Point localization data
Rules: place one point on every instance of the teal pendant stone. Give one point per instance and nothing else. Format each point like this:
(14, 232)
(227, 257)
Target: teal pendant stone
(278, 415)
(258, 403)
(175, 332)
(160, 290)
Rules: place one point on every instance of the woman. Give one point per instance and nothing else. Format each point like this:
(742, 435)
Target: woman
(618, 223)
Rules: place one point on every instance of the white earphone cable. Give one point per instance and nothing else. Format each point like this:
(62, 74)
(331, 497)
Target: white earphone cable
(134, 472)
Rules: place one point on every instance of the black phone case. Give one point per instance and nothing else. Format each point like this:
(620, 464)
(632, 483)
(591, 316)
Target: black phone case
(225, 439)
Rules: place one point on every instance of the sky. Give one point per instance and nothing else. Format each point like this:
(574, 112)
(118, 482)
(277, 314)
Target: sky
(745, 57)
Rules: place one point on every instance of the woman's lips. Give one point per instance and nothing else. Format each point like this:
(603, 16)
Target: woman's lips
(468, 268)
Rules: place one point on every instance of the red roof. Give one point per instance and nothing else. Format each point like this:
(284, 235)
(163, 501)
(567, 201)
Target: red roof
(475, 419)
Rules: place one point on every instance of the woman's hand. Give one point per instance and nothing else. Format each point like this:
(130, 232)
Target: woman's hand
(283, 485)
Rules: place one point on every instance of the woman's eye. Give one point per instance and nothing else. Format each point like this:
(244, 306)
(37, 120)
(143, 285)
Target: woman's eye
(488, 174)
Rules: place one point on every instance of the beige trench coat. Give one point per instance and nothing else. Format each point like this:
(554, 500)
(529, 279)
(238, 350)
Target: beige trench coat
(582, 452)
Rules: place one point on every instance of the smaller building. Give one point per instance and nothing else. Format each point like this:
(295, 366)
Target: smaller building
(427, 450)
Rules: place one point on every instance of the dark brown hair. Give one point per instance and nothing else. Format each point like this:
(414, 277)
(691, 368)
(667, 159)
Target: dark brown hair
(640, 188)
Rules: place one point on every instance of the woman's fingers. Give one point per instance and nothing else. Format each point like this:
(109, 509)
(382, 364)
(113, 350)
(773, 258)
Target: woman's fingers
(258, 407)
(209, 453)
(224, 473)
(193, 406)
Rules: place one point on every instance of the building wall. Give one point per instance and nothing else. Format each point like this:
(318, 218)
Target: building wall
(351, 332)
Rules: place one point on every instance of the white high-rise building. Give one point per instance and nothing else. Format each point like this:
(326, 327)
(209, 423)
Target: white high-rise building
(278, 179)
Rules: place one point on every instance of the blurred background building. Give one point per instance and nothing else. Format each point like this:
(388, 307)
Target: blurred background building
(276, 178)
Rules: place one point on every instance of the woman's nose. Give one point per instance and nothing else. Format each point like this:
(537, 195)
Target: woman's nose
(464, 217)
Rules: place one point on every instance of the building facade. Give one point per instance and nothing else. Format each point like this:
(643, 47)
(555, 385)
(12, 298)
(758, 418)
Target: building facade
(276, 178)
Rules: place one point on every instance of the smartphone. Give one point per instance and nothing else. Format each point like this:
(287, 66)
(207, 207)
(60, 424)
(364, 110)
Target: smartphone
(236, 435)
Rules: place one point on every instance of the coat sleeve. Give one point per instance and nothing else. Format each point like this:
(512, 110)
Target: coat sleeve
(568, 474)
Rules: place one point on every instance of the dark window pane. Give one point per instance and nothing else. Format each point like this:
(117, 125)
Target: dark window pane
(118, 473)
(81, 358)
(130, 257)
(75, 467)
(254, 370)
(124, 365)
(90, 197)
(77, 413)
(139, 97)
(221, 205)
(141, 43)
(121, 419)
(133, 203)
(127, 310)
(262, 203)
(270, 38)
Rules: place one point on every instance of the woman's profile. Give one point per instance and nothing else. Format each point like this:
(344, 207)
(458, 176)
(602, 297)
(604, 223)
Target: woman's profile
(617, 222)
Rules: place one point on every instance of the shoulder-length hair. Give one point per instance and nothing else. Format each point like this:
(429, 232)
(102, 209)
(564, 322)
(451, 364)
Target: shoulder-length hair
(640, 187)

▶ [TO DO]
The whole of the data must be given back word for word.

▶ [RESULT OF THE EXERCISE]
Rules: place one point on every instance of the teal pendant stone. Give one point per instance and nothing else. Format each point like this:
(14, 232)
(227, 257)
Target: teal pendant stone
(278, 415)
(258, 403)
(175, 332)
(160, 290)
Rules: place one point on every instance of the woman. Give one point per instance and nothing else. Format each point like this:
(742, 435)
Target: woman
(618, 223)
Rules: place one point on every instance of the white earphone cable. Give one point per instance and nothing else. Format each point like this:
(62, 74)
(331, 497)
Target: white earphone cable
(134, 472)
Rules: place one point on every instance of the black phone case. Give one point per instance and nothing else. Format each point like this:
(620, 464)
(632, 483)
(591, 316)
Target: black phone case
(225, 439)
Rules: place one point on every instance of the sky. Give one point per instance and nothing else. Format each point like this:
(574, 112)
(118, 482)
(277, 314)
Target: sky
(745, 57)
Rules: place one point on every instance of the woman's lips. Give one point per instance and nothing else. Format each point like this:
(603, 16)
Target: woman's lips
(468, 268)
Rules: place one point on every instance of the red roof. Give one point per instance and nothing else. Format each point like this:
(284, 235)
(163, 501)
(567, 201)
Target: red roof
(475, 419)
Rules: place one point on every instance of the woman's hand. Give one point per instance and nothing else. Format each point like this:
(130, 232)
Target: woman's hand
(283, 485)
Rules: place one point on every instance of the woman's eye. Give one point per instance and nothing else. Format each point like this:
(244, 306)
(37, 120)
(143, 285)
Target: woman's eye
(488, 174)
Rules: place one point on every instance of the beige trench coat. Give one point per instance and nothing else. Format each point like this:
(554, 500)
(529, 279)
(238, 350)
Target: beige trench coat
(582, 452)
Rules: place one point on every instance of the smaller building. Give one point per instance and nothing else. Format each point like this:
(295, 366)
Target: smaller building
(427, 450)
Rules: place one point on every instance of the dark brown hair. Give one point per instance and nothing else. Format each point like this:
(414, 277)
(691, 368)
(667, 159)
Target: dark brown hair
(640, 188)
Rules: place one point on every instance of the woman's fingers. Give one point per instance and nothing else. Format each point like this:
(109, 509)
(382, 364)
(113, 350)
(773, 258)
Target: woman's fingers
(258, 407)
(209, 453)
(224, 473)
(193, 406)
Rules: place one point on every instance of the building wall. Give one point per instance and nothing else. Format each point like this:
(318, 218)
Target: building wall
(351, 332)
Rules: place one point on every instance of the white high-rise building. Give one point per instance and nothing else. Format each point like this:
(326, 327)
(209, 423)
Target: white high-rise building
(278, 179)
Rules: place one point on every instance of the blurred background building. Give one point per instance and nothing else. Format each point like this:
(388, 307)
Target: blurred background building
(276, 178)
Rules: place one point on every instance of the woman's nose. Give one point per instance and nothing else. Format each point like this:
(537, 195)
Target: woman's nose
(464, 217)
Rules: place one point on every instance of the building facade. Give one point per instance and nothing else. Format each point like this:
(643, 47)
(555, 385)
(12, 298)
(758, 418)
Target: building facade
(276, 178)
Rules: place one point on every instance of the smartphone. Give one point per instance and nothing else. Format each point like this:
(287, 66)
(207, 207)
(60, 424)
(364, 110)
Target: smartphone
(236, 435)
Rules: place one point on every instance of the coat sleeve. Give one point per instance and nothing else. Format each point like this:
(512, 110)
Target: coat sleeve
(568, 474)
Rules: place one point on every instance of the dark window pane. Give one point per instance and nothing else. Format each point like this:
(117, 125)
Target: dark window pane
(118, 473)
(81, 358)
(130, 257)
(75, 467)
(254, 370)
(124, 365)
(90, 197)
(77, 413)
(139, 97)
(221, 205)
(141, 43)
(121, 419)
(133, 203)
(127, 310)
(262, 203)
(270, 38)
Rules: place one point on every instance of the woman's profile. Give one point per instance and nothing else. Format each point like this:
(344, 207)
(458, 176)
(602, 297)
(604, 223)
Target: woman's profile
(617, 222)
Rules: place one point on every instance of the shoulder-length hair. Give one point per instance and nothing else. Format each point like this:
(429, 232)
(102, 209)
(564, 322)
(451, 364)
Target: shoulder-length hair
(640, 187)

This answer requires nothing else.